▶ Extract provided
============

Senator Edwards: Defender Of Net Neutrality And Open Spectrum Allocations

To date we’ve had the opportunity to talk with 2008 presidential candidates Governor Mitt Romney and Senator John McCain about their positions on various technology related issues. As promised, Senator John Edwards, our first Democrat, is next up. See his PoliticalBase page here.

Last week we asked for your questions and received a great response. Senator Edwards has now answered many of those questions.

He is planning bold initiatives in a number of areas. He’s promising to support Net Neutrality (this issue is now falling firmly along party lines – Republicans either won’t address it or favor a free market approach; Democrats are behind it):

I believe that if we do not guarantee net neutrality, the Internet could go the way of network television and commercial radio – with just a few loud corporate voices and no room for the grassroots and small entrepreneurs.

He wants to see universal broadband available to all U.S. households by 2010, half way through his first term (and voters can therefore hold him accountable). And he’s firmly behind Google in the new mobile spectrum allocations (good update on Google’s plans is here).

============

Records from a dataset
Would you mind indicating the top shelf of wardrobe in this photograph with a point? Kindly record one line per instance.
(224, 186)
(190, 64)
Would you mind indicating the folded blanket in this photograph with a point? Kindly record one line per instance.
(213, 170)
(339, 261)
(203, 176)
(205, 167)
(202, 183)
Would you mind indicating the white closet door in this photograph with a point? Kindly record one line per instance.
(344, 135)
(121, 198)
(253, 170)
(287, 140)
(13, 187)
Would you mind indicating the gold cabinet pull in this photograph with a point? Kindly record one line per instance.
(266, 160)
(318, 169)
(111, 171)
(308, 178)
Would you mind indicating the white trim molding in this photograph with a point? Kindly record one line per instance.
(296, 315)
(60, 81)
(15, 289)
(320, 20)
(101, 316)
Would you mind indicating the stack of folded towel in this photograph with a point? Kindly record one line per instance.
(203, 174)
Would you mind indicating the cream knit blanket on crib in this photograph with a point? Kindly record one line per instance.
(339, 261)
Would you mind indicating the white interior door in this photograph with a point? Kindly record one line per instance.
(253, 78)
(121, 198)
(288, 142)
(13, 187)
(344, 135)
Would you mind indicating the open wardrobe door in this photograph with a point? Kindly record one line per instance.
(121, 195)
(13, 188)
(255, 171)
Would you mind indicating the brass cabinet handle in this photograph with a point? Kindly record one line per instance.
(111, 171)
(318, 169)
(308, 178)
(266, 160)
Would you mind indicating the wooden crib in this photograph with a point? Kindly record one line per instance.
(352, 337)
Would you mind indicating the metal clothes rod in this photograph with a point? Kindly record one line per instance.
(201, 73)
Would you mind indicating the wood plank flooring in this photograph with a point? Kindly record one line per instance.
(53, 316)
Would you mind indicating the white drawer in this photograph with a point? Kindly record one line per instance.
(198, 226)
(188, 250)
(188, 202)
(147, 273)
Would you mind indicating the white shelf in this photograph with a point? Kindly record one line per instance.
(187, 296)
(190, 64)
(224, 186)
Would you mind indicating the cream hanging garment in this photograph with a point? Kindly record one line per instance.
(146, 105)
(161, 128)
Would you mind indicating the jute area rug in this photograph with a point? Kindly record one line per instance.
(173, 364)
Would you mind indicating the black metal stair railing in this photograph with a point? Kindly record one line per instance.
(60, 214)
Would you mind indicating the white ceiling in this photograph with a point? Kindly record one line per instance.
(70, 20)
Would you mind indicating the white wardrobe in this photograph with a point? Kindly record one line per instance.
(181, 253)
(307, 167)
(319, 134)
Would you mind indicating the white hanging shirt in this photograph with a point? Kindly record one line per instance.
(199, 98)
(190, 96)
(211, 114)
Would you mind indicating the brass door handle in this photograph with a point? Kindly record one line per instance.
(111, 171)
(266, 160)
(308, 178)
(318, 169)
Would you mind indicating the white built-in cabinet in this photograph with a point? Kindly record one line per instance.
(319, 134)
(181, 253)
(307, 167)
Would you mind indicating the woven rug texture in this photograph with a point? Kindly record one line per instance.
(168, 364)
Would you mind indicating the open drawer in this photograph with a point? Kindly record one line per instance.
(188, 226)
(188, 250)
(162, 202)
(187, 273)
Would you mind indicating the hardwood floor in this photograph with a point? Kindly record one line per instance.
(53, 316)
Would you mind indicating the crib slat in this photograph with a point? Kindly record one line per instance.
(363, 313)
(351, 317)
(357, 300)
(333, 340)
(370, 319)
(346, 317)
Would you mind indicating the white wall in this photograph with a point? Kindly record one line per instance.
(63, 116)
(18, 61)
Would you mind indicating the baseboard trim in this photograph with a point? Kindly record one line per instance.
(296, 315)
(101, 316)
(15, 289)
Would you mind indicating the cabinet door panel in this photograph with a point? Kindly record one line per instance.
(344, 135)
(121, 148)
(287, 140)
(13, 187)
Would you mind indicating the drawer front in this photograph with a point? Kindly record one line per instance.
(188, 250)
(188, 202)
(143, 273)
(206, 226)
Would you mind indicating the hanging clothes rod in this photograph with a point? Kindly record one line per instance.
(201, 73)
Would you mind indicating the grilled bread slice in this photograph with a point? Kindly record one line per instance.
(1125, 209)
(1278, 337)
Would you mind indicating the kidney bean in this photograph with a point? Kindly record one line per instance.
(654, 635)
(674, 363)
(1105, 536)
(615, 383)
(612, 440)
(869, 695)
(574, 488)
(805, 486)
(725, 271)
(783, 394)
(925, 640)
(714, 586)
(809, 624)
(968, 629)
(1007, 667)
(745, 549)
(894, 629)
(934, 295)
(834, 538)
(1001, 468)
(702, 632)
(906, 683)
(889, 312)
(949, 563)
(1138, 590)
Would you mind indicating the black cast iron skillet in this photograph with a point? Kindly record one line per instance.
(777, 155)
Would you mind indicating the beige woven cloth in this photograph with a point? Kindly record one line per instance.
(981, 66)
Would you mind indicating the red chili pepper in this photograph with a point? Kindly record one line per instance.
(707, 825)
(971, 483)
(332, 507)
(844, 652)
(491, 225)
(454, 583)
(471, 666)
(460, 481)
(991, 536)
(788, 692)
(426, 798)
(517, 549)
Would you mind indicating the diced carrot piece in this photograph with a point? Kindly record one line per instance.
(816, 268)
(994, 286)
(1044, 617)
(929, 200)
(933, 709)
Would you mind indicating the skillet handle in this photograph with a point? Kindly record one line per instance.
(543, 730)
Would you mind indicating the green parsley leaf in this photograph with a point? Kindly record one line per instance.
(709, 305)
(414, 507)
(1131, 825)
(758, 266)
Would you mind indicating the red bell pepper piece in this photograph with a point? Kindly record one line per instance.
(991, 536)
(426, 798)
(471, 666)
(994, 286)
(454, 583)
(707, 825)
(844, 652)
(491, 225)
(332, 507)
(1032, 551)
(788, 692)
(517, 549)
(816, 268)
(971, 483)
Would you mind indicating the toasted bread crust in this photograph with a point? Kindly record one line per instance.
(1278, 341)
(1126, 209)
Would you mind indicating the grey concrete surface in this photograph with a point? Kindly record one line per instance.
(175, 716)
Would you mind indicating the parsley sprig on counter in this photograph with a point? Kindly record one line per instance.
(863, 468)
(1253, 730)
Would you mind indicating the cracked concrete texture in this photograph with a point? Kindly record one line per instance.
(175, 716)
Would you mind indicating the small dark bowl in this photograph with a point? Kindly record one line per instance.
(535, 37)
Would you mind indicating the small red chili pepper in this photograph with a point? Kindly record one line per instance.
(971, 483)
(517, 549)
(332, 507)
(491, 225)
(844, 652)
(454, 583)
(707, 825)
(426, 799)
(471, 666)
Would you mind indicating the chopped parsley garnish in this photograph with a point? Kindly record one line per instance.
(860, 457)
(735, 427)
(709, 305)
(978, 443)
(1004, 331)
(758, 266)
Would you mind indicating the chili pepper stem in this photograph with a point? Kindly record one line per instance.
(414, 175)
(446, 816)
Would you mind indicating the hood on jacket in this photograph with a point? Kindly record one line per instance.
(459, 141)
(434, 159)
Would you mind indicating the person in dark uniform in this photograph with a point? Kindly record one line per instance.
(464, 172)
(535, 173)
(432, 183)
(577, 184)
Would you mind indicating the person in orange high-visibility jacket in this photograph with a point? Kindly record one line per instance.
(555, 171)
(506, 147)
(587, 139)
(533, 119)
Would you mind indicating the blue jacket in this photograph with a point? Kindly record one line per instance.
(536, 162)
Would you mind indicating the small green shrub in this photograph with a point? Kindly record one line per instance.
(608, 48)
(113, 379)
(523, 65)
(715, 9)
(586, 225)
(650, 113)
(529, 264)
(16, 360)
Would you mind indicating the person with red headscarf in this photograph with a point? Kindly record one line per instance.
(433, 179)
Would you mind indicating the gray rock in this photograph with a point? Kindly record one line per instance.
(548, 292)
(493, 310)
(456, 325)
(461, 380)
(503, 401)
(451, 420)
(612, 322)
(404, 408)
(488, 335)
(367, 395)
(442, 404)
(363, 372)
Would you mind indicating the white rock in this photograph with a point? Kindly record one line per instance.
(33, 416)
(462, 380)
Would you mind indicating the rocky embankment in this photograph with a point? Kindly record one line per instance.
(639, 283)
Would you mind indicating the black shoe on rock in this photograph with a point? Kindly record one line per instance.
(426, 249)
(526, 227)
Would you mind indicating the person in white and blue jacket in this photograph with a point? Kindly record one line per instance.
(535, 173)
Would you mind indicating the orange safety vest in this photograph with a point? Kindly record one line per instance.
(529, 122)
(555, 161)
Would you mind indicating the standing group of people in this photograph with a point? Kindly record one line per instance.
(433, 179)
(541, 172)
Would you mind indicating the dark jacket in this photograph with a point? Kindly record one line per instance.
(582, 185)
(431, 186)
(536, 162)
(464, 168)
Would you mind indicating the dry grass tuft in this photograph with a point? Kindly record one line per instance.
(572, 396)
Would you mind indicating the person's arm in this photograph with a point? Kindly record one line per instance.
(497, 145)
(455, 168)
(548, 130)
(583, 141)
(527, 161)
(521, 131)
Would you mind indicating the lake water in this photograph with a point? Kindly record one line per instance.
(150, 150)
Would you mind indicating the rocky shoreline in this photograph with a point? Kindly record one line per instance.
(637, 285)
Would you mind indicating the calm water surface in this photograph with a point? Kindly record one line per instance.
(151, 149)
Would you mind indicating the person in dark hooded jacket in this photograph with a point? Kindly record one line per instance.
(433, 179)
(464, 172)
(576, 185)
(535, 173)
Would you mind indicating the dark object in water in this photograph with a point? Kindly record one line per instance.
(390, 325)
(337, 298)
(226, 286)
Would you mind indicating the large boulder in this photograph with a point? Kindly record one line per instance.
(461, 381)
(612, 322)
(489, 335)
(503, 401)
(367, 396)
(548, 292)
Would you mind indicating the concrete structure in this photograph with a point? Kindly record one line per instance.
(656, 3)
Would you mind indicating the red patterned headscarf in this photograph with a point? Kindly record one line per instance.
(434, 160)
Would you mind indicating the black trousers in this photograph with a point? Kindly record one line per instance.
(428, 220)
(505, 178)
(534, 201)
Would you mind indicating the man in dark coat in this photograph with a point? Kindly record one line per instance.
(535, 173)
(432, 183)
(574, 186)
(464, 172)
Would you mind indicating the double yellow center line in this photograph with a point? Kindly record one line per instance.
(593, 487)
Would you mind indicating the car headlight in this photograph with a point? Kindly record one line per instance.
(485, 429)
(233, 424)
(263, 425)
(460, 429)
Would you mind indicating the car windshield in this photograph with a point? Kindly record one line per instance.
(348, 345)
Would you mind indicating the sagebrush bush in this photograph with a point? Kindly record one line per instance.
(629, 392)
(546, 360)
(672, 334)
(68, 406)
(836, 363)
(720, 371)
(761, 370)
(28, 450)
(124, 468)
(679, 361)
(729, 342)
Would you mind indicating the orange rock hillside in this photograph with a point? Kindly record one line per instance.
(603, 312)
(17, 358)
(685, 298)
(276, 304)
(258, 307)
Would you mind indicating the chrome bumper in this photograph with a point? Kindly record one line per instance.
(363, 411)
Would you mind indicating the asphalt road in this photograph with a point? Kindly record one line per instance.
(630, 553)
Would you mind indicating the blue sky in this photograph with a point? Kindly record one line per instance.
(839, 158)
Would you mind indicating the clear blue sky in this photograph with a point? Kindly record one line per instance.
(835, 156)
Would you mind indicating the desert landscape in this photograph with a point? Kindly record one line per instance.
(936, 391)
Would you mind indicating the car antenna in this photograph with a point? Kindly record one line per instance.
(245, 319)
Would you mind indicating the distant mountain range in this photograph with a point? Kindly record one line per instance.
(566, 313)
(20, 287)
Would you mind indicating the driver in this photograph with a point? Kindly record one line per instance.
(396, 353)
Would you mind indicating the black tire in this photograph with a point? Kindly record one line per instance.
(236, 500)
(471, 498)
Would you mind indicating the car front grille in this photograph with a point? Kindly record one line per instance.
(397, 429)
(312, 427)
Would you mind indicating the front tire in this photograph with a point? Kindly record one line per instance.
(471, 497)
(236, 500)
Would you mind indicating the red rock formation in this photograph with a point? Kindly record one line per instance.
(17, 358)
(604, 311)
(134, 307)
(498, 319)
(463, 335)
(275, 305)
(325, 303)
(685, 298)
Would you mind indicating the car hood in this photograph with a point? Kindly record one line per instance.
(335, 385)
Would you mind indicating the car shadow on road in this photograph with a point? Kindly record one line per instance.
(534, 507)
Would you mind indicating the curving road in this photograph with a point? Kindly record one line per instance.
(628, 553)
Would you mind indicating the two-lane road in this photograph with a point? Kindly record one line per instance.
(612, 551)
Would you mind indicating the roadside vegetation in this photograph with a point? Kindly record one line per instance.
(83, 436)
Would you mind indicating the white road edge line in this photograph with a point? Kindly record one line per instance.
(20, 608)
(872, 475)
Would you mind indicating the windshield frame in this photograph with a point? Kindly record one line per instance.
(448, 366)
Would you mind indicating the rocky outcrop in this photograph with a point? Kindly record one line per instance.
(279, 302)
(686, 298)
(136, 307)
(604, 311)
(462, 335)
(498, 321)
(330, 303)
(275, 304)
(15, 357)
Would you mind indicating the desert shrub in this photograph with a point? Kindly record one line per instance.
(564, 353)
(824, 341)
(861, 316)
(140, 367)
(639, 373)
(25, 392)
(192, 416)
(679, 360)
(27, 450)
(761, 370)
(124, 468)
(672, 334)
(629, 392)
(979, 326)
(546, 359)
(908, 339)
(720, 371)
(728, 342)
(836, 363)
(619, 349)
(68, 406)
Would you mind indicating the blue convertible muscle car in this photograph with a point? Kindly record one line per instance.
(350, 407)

============

▶ Given exercise
Continue the piece above on Senator Edwards's technology positions, starting right after its last sentence.

▶ Output of the task
When it comes to clean energy, he wants to find ways to freeze demand for electricity and reduce our carbon emissions by 80% by 2050. His plan includes a $13 billion a year New Energy Economy Fund to invest in alternative energy sources, and tax credits/guaranteed loans for renewable biorefineries.

Regarding China, Edwards says he’s pro market and wants to encourage trade and cooperation. He does not address the current issues, such as the Yahoo/China debacle, head on.

One of the best reader submitted questions asked Senator Edwards to explain the differences between his tech policies from those of Barack Obama and Hillary Clinton. His answer, along with the rest of the discussion, is below.

Q&A With Senator John Edwards

Michael Arrington: Let’s start with a broad question. The U.S. technology industry has been a world leader and has grown substantially through international markets, what would you do to advance these efforts?

Senator John Edwards:
I believe that the single most important factor for America’s future prosperity is investment in education, science, technology and innovation. But today we are challenged by other countries which have invested aggressively in education, engineering and infrastructure, giving them an edge in the global economy. The country that developed the Internet is now 16th in broadband deployment, and America’s competitiveness has suffered. In 2002, for the first time ever the US imported more advanced technology products than it exported—the deficit is now $40 billion. The spread of broadband has been uneven and costly, too driven by the profits of a few entrenched companies and technologies to allow the nation as a whole to realize the billions in economic benefits promised by truly universal Internet access.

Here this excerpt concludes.